◆ AIM
Rewrite the listing below, substituting "object" for each occurrence of "instance" and leaving every other character as it is.

start DATASET ENTRIES

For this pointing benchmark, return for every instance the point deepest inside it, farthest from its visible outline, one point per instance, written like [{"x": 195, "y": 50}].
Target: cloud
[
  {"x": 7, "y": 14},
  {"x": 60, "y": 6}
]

end DATASET ENTRIES

◆ OUTPUT FOR THIS TASK
For this pointing benchmark, return for every object the point deepest inside it, farthest from its visible outline, one point per object, written like [{"x": 195, "y": 50}].
Target: cloud
[
  {"x": 7, "y": 14},
  {"x": 60, "y": 6}
]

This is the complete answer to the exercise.